Fragmento del documento:
----

Vamos a contar mentiras. Digamos que queremos manipular el genoma humano
en busca de la igualdad y en contra del choriceo de los políticos. Podríamos
hacer algo parecido a lo que la naturaleza atribuye a la abeja colmenera: la
categoría de obrera garantiza la homogeneidad de derechos y deberes. Ninguna
envidia a los zánganos; ninguna justicia interviene cuando la reina más fuerte
se adueña de su función reproductora única después de exterminar a las otras
candidatas. Corrupción imposible. Ningún resquicio a la trampa. Todo se aloja
en los genes. Ahora que sabemos manipularlos, podrían los científicos alterarlos
de tal suerte que las siguientes generaciones, pues la nuestra ya no tiene
remedio, produzcan individuos altos y fuertes, bellos y seductores, ágiles y astutos,
dotados de voz armoniosa, de personalidad sin vicio, de memoria infalible, de
carácter estable, de moral impoluta, y de ambición en grado cero. Como las
hormigas. Abnegados y virtuosos. Quedaría así el género humano privado de
depresiones, de sentimientos de soledad, de excesos de locura, de insomnios, de
angustias, de tristezas, de tormentos ante la elección moral o ética, y también
de alegrías, de sorpresas, de placeres, de recompensas; y ajenos a las pasiones,
a la belleza, al amor, a los dioses, a la poesía, a los peligros, a los éxitos,
al bien y al mal, al encanto de las cosas, al placer de pecar… Yo no sé si desearles
un mundo así a biznietos y tataranietos… A lo mejor tendrían que reivindicar el
derecho a la desdicha como dice la letra de la sevillana: Si me enamoro algún día me desenamoraré, para tener la alegría de
enamorarme otra vez.

----

Datos del ejercicio:
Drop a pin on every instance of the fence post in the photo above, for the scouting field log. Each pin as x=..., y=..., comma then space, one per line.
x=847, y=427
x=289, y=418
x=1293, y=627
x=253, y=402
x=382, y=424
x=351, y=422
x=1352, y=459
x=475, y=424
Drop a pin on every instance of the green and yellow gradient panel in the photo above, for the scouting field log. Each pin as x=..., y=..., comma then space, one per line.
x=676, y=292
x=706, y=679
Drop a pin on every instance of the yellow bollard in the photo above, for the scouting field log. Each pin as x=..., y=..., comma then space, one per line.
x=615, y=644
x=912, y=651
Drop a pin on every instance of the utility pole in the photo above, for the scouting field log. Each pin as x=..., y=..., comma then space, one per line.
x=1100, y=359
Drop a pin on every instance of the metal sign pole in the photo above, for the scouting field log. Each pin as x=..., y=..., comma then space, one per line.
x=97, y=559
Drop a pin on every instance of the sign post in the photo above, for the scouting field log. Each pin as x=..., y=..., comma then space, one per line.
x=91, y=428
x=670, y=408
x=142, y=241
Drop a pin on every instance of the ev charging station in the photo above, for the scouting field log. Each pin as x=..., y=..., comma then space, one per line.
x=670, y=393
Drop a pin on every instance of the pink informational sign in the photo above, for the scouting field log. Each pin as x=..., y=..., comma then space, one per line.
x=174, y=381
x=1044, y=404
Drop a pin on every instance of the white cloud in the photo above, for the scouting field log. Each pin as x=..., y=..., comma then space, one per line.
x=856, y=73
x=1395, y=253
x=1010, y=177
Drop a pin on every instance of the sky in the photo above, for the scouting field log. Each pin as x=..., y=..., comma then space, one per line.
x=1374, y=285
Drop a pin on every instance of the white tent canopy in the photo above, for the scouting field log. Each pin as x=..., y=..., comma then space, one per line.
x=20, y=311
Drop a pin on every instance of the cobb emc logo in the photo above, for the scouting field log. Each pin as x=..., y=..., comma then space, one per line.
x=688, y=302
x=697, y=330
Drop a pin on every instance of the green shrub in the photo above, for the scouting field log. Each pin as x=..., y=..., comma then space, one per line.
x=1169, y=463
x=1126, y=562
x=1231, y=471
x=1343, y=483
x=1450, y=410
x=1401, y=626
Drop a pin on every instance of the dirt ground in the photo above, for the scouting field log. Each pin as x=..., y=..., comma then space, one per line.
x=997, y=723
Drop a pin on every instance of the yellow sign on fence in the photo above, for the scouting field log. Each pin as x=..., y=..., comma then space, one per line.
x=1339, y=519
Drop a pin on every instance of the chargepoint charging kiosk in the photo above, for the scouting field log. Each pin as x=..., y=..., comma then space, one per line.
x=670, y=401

----

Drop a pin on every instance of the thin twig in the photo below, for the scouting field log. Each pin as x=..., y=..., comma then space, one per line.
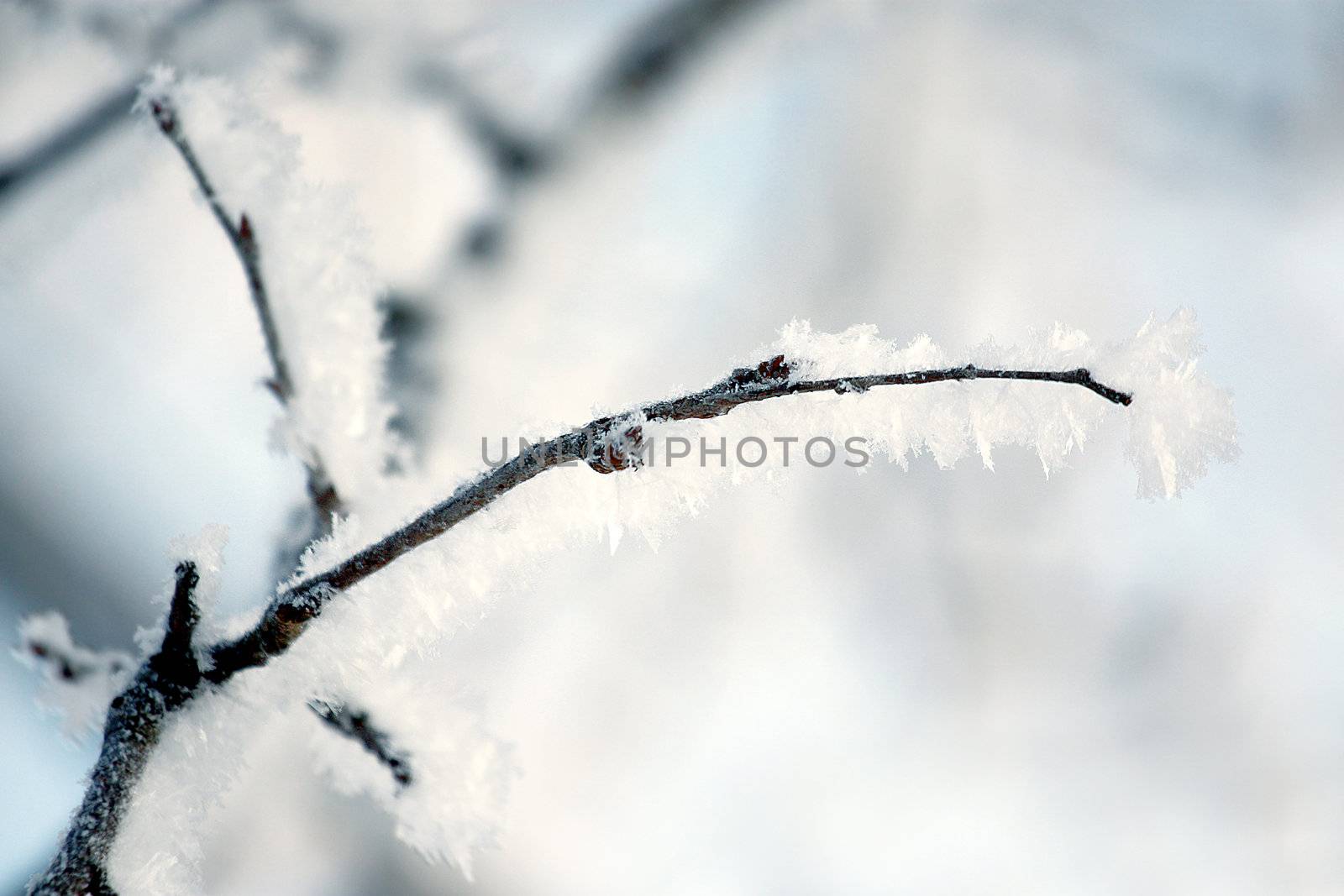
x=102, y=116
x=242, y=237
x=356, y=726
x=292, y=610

----

Consignas del ejercicio:
1: En el texto sobre la manipulación del genoma humano, ¿de qué estarían dotados los individuos de las siguientes generaciones? Enumera todo lo que aparece tras la palabra «dotados».
2: Continúa el texto sobre la manipulación del genoma humano a partir de su última frase.

Respuestas de la actividad:
1:
voz armoniosa
personalidad sin vicio
memoria infalible
carácter estable
moral impoluta
ambición en grado cero

2:
La ciencia, el desarrollo, no exime del mal. El
gas de efecto invernadero calienta el planeta, hemos roto la capa de ozono, una
demografía galopante agota los recursos, desaparecen los bosques y las especies
animales, ganan terreno los desiertos, la atmósfera se enrarece, aumenta la
basura radioactiva, detritus humanos inundan los océanos y, lo más grave, lo
que más deja al descubierto la miseria
humana: no deja de agrandarse la fosa que separa a ricos de pobres. Los veinte
países desarrollados superan unas cuarenta veces a los veinte que conviven con la
miseria. El cinco por ciento de la población mundial está formada por americanos
del norte que consumen más del veinte por ciento de los recursos humanos. Si quisiéramos elevar el nivel de vida del
mundo entero hasta el de los países occidentales necesitaríamos tres planetas
más como la tierra para abastecer la demanda. Este formidable desequilibrio
entre los desheredados y los otros abona las tensiones. Abandonados a su suerte
en la carrera de la modernidad, ajenos a sus beneficios
materiales, asumen, en mayor medida que los ricos, las consecuencias de la
degradación del medio ambiente, de la polución y, muy especialmente, de la corrupción
política. Por eso radicalizan sus votos cuando es posible votar, o sus deseos
cuando disponen de un arma; por eso provocan que chirríe una sociedad podrida,
y alimentan la hierba que siembran ideales torpes en busca de una ruptura sin
miramientos a ver qué pasa, aunque lo que pase sea peor que lo que ya está
pasando.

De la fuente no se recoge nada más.